What is required: Would you copy out each line of the records below that includes the word "Target"?

*** Source records Section Begins ***

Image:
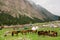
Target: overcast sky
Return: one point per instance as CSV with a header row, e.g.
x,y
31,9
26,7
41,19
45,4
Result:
x,y
51,5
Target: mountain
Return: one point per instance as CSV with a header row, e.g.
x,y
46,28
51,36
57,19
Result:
x,y
23,11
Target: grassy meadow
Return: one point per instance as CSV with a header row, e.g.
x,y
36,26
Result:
x,y
28,36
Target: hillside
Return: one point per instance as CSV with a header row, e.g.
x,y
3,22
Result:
x,y
23,11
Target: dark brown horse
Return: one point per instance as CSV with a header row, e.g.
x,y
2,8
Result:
x,y
53,34
1,27
43,33
15,32
32,31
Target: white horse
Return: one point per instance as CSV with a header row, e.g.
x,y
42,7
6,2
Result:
x,y
34,28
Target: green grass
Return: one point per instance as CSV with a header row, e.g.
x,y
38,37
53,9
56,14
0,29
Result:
x,y
29,36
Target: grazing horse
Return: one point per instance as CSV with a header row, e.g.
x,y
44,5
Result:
x,y
53,34
23,31
1,27
15,32
43,33
31,31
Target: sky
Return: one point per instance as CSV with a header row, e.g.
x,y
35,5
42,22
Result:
x,y
51,5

*** Source records Section Ends ***

Task result:
Target: overcast sky
Target: mountain
Target: grassy meadow
Target: hillside
Target: dark brown horse
Target: white horse
Target: green grass
Target: grazing horse
Target: sky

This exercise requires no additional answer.